(Portion of a data file)

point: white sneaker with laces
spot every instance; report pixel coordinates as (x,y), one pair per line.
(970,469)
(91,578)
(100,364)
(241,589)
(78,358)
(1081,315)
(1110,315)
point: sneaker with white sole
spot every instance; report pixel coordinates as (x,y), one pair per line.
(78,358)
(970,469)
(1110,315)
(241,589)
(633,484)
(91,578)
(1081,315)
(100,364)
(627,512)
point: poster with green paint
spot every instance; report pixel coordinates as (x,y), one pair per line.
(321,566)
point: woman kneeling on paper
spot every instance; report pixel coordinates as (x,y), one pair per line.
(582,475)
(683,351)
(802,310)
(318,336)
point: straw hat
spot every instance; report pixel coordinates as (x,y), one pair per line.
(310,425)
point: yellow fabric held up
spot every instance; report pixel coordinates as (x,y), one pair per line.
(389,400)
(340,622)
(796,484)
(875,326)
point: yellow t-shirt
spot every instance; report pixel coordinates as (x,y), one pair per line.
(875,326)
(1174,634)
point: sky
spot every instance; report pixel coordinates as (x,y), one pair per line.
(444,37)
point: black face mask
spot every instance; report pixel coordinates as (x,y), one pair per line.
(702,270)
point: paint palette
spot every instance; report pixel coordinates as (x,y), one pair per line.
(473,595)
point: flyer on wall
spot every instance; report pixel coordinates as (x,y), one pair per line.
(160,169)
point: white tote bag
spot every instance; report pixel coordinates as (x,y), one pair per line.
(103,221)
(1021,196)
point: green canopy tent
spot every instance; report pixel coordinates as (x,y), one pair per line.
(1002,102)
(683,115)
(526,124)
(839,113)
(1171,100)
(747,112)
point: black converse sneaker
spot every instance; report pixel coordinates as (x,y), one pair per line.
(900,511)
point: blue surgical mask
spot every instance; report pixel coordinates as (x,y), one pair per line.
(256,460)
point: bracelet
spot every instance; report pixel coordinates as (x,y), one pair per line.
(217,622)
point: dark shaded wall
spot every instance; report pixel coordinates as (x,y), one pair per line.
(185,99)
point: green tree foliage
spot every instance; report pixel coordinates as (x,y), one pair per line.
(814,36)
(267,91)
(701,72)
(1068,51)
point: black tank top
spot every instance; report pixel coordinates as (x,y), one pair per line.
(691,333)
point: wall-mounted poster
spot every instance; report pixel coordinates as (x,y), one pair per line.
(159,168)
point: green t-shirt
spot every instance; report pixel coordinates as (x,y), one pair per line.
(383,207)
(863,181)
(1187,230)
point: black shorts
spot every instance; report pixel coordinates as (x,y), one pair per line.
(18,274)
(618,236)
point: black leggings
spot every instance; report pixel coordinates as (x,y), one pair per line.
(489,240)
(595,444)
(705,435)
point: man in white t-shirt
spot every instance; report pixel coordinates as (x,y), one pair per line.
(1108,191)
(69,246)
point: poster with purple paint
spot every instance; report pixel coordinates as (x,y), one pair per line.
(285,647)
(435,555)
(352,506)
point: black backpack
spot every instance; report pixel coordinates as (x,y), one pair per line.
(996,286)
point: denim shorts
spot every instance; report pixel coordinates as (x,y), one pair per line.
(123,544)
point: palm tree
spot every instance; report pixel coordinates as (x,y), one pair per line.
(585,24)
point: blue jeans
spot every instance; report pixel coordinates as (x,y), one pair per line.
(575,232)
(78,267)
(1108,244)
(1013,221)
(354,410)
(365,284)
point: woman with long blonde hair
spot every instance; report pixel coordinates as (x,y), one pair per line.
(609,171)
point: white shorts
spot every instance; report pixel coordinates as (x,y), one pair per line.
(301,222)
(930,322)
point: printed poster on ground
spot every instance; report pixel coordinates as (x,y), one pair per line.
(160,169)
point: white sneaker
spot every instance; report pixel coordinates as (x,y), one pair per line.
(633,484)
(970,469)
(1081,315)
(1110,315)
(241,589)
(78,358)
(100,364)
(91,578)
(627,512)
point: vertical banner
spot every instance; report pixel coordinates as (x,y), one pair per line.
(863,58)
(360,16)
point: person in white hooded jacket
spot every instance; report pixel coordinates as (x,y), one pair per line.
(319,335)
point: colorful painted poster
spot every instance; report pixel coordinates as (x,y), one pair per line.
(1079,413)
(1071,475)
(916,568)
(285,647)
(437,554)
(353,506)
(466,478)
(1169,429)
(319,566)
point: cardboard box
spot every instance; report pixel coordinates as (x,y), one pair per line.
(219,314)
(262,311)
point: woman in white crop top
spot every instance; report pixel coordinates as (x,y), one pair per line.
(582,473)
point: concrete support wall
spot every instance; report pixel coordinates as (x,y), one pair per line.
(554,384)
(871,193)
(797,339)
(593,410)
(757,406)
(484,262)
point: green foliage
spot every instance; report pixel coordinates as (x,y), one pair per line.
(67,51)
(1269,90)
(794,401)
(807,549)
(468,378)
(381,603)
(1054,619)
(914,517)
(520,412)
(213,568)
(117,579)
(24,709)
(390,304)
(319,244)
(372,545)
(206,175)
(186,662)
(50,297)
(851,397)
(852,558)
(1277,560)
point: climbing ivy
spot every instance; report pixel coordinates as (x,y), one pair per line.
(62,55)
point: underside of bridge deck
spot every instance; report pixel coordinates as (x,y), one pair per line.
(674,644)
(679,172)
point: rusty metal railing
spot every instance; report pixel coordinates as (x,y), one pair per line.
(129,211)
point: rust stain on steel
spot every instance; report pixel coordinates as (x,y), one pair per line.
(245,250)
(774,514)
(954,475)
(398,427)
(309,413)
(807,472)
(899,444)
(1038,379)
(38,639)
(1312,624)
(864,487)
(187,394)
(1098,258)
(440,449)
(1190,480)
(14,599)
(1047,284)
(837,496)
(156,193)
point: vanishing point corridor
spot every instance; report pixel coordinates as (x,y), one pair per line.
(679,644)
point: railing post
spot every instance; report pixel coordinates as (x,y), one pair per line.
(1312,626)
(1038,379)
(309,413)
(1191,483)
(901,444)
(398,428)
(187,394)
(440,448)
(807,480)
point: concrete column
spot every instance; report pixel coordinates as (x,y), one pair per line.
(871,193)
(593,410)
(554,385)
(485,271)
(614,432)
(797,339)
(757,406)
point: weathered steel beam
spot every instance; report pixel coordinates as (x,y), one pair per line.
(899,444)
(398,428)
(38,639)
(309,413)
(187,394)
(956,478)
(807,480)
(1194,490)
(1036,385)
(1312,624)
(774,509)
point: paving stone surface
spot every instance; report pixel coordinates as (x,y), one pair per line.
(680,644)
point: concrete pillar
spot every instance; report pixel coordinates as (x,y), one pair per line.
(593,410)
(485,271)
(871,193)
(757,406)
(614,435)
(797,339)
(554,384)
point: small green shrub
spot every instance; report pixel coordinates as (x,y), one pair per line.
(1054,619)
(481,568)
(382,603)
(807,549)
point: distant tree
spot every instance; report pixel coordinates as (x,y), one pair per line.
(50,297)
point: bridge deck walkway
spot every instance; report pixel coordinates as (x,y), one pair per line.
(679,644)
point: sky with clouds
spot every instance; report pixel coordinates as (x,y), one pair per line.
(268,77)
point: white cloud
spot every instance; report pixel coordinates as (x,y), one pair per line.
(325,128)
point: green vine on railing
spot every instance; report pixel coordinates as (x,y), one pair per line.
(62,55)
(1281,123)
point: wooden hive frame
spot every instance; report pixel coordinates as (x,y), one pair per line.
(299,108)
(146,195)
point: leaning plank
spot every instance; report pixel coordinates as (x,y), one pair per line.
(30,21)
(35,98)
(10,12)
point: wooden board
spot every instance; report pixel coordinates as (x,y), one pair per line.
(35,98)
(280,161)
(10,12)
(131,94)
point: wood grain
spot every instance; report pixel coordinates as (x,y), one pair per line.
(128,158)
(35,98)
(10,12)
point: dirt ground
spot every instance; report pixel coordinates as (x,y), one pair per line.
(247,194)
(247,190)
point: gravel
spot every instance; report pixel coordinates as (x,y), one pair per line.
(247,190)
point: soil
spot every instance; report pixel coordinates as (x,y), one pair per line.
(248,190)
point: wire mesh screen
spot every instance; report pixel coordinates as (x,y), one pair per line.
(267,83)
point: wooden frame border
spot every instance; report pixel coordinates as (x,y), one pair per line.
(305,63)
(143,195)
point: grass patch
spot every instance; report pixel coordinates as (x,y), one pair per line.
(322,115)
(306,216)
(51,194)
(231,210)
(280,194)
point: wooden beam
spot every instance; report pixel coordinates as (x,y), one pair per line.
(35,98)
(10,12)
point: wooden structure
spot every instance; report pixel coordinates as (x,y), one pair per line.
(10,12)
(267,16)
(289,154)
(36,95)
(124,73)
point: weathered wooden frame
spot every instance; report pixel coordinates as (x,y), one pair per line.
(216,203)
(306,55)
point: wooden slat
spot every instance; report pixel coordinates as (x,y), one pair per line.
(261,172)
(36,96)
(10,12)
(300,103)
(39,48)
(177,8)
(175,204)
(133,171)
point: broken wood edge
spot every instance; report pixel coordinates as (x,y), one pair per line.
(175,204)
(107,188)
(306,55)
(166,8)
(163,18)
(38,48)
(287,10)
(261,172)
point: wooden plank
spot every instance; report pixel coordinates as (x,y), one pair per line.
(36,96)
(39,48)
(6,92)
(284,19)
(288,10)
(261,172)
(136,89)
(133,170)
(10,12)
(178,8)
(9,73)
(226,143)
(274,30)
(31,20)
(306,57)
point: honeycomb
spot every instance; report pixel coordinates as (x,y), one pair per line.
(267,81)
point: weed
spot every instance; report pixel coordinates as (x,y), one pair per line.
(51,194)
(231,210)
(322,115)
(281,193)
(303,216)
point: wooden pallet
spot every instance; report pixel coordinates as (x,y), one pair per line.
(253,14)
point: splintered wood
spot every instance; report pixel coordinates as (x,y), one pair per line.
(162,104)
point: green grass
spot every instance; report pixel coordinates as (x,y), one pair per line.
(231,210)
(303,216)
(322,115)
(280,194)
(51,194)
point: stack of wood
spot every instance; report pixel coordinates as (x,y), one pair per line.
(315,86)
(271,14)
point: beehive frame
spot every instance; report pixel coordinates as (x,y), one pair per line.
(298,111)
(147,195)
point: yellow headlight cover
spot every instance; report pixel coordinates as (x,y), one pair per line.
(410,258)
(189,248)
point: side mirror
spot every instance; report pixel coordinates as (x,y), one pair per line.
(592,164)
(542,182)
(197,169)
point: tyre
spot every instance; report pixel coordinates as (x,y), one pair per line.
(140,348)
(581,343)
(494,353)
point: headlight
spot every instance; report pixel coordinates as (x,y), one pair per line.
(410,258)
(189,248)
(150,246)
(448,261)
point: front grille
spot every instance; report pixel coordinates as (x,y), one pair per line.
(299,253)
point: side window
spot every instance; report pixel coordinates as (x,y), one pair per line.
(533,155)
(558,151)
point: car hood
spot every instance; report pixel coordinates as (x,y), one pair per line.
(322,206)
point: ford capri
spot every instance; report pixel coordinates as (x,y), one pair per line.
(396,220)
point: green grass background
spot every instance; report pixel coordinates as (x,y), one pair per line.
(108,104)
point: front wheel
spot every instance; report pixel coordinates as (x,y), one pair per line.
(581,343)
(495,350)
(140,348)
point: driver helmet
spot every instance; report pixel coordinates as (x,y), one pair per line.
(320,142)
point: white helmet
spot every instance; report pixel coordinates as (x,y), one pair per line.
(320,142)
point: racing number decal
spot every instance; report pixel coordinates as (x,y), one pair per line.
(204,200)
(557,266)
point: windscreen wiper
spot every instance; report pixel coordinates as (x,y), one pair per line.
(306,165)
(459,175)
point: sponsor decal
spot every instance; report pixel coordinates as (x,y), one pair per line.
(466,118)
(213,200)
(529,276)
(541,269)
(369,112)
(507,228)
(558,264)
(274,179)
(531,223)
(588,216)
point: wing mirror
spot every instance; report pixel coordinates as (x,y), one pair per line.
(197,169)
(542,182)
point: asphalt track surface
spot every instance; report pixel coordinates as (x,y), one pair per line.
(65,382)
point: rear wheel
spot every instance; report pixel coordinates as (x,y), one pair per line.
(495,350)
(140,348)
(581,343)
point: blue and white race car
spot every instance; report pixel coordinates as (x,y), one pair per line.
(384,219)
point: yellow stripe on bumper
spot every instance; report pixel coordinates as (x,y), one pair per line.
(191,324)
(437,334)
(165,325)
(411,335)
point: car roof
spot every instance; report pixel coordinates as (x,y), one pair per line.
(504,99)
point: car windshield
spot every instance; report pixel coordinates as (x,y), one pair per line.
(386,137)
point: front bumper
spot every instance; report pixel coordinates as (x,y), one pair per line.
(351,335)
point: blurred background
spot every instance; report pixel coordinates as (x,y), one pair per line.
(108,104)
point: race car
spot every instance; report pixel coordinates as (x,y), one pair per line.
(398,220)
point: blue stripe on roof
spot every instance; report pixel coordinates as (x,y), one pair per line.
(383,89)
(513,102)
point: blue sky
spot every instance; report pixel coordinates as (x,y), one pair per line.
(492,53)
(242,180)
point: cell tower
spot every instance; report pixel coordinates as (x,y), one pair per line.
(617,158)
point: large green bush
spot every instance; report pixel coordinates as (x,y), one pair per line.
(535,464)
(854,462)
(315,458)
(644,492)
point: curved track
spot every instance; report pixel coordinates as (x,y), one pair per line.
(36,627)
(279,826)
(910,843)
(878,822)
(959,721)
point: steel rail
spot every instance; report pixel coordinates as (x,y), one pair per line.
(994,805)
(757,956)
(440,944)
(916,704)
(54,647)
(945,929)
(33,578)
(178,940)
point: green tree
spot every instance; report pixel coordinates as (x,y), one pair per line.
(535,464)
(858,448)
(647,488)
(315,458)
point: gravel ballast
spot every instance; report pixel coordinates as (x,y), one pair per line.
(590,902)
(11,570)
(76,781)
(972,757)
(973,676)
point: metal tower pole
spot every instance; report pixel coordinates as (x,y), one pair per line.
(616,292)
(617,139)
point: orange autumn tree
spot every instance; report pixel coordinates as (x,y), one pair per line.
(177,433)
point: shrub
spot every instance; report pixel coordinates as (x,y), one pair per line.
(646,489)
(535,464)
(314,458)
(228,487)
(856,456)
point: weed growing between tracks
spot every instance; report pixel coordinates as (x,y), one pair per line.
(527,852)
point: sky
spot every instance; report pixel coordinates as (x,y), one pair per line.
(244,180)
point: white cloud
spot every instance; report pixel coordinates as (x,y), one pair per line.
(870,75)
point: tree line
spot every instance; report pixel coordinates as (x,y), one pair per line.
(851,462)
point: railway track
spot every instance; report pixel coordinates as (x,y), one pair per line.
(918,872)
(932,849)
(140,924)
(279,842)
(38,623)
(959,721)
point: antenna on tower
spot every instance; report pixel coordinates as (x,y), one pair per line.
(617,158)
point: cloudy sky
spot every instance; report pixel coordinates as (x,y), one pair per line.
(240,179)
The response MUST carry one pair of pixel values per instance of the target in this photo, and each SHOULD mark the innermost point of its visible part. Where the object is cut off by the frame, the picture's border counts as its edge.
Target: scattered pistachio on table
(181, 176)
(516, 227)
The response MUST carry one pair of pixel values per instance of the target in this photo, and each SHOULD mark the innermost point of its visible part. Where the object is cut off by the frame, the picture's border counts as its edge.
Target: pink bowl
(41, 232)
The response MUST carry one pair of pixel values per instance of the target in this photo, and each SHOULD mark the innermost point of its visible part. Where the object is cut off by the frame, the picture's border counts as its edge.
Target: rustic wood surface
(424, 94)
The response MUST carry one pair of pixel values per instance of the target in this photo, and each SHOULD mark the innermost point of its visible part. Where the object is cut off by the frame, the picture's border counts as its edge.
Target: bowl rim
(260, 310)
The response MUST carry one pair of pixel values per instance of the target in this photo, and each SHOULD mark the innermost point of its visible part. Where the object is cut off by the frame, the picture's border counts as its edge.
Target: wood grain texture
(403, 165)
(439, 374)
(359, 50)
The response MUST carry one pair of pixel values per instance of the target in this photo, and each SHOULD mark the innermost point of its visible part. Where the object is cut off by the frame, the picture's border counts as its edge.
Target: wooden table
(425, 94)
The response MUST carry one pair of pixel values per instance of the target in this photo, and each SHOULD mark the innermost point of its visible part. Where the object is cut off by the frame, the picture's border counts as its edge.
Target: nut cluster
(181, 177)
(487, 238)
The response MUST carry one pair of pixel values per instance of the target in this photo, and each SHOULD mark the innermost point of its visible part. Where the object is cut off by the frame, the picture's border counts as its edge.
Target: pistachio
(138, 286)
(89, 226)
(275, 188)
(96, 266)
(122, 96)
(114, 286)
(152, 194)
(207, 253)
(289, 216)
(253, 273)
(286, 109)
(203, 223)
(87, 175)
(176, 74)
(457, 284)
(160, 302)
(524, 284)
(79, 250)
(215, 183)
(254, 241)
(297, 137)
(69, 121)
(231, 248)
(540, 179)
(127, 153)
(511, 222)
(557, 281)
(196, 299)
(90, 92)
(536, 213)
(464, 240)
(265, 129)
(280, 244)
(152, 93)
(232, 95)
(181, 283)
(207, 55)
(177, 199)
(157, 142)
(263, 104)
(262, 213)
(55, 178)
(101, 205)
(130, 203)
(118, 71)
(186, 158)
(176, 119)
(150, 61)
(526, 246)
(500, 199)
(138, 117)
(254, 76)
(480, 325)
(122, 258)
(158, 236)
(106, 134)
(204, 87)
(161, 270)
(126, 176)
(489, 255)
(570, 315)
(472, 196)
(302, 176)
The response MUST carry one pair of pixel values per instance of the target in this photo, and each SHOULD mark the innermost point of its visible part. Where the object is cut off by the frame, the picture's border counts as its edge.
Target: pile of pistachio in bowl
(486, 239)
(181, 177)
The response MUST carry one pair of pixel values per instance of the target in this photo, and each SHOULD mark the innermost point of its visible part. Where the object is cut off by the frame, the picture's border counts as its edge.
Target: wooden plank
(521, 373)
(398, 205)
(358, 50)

WHAT YOU WILL DO –
Please tally the lines in the listing above that contain the string "background" and reply with the number alone.

ANSWER –
2